* [Task brief] Copy, exactly and without additions, every line in the records below from the one holding "Category: stucco wall" through the one holding "of the small", both ends included.

Stored items:
★ ★ ★ ★ ★ ★ ★

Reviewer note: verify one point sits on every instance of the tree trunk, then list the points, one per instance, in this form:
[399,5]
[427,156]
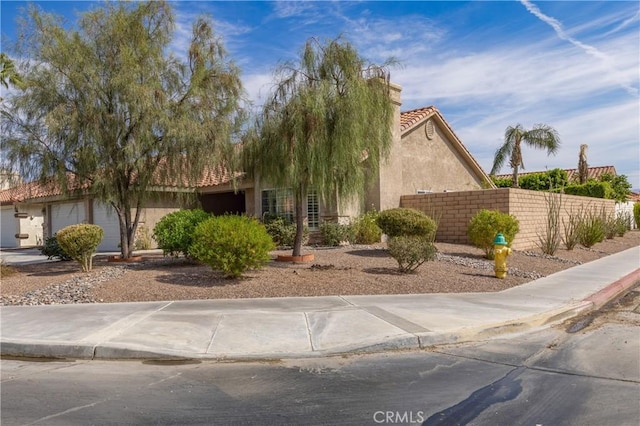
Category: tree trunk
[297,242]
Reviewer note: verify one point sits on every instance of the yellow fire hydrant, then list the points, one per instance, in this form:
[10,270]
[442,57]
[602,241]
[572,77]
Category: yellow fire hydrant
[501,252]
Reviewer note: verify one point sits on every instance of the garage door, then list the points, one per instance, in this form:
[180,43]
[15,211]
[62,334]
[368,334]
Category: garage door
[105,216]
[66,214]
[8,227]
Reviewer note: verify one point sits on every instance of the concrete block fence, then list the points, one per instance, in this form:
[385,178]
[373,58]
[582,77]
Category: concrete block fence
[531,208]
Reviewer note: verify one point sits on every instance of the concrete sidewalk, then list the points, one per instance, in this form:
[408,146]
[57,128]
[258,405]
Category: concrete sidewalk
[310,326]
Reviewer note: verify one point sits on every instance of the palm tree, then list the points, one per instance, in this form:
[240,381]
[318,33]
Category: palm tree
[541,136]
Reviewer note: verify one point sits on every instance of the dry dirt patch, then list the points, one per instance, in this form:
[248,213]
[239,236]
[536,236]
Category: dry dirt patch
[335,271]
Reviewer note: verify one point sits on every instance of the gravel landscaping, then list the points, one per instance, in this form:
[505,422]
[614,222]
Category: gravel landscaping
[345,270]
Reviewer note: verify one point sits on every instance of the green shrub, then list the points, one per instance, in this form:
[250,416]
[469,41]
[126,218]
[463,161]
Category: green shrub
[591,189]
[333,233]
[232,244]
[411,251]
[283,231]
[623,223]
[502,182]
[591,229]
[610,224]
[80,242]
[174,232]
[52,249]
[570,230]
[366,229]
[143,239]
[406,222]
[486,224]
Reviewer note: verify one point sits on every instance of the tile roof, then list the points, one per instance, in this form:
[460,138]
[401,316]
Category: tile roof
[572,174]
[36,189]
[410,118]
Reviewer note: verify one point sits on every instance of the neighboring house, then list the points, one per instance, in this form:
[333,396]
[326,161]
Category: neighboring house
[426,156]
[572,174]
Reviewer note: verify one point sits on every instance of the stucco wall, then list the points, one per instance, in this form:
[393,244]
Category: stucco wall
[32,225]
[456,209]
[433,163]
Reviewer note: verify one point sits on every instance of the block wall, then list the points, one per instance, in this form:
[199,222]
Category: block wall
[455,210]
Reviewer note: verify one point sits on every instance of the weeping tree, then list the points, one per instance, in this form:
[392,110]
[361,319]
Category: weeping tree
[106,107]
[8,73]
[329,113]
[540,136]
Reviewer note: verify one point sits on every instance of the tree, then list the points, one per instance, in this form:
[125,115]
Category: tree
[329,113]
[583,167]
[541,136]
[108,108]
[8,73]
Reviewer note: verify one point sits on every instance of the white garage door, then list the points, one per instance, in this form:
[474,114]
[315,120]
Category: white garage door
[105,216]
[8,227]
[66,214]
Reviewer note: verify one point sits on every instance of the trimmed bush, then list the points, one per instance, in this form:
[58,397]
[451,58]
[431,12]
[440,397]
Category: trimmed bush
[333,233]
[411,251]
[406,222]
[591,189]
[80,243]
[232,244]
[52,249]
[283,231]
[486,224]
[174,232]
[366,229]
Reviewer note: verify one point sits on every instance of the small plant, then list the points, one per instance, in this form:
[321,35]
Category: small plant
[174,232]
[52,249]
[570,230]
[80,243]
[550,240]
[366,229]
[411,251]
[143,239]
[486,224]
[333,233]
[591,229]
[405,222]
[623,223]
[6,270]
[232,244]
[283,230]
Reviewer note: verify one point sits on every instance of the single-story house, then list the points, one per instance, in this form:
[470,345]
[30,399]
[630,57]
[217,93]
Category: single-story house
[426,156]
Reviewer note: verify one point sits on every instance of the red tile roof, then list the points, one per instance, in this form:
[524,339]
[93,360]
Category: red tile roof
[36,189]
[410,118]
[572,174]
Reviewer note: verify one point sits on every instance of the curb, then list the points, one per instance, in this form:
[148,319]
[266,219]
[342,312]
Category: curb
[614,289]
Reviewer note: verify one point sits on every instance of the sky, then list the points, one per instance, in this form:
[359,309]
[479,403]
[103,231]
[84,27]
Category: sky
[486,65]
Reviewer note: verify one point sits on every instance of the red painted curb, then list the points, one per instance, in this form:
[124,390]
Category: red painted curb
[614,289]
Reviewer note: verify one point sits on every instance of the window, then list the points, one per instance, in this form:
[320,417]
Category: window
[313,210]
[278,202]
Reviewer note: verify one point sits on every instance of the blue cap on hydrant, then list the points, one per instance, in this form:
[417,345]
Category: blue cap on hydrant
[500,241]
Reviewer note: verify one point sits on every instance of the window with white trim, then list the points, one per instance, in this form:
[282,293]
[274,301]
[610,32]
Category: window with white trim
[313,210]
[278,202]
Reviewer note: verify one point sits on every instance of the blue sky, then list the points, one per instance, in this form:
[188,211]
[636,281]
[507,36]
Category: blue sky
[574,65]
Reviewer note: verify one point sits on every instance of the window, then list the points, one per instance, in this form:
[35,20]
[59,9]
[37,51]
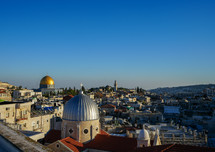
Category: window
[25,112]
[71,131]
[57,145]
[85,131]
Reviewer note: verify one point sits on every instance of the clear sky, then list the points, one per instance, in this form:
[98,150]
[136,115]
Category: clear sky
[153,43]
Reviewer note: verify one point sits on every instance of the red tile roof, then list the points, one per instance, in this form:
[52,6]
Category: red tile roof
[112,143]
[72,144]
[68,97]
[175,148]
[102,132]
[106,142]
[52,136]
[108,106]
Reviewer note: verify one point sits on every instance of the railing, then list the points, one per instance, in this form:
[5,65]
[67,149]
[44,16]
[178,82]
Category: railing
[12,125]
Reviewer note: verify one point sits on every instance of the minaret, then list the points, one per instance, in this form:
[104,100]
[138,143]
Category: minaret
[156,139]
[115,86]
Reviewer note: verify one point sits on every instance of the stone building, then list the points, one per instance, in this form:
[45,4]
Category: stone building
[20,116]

★ ★ ★ ★ ★ ★ ★

* [Task answer]
Category: stucco wall
[32,225]
[456,209]
[433,163]
Reviewer note: verify one point sits on every instance of the block wall, then list the points, one per instance, in this form:
[199,222]
Category: block wall
[455,210]
Reviewer note: verify one point sits on every instance of the weeping tree, then list the points, one per instance, in this form:
[392,110]
[361,319]
Category: weeping tree
[106,107]
[8,73]
[329,113]
[540,136]
Reviewer note: verify one point sits on every instance of the tree, then list the points, one per instance, in this form:
[125,115]
Category: tree
[329,113]
[583,167]
[541,136]
[108,108]
[8,73]
Reviewer note: verify one point sits on every instance of the white garage door, then list the points, one per instance, in this form:
[474,114]
[315,120]
Category: white garage door
[105,216]
[8,227]
[66,214]
Reviewer note: verify one point sits on every instance of the trimmed bush, then list the points, one per instance, in this form:
[58,397]
[451,58]
[431,12]
[440,397]
Category: trimmed bush
[333,233]
[411,251]
[406,222]
[591,189]
[80,243]
[232,244]
[52,249]
[283,231]
[486,224]
[174,232]
[366,229]
Reviewer note: verify one point sits on every instance of the small plant, then list the points, one per instance, in this form:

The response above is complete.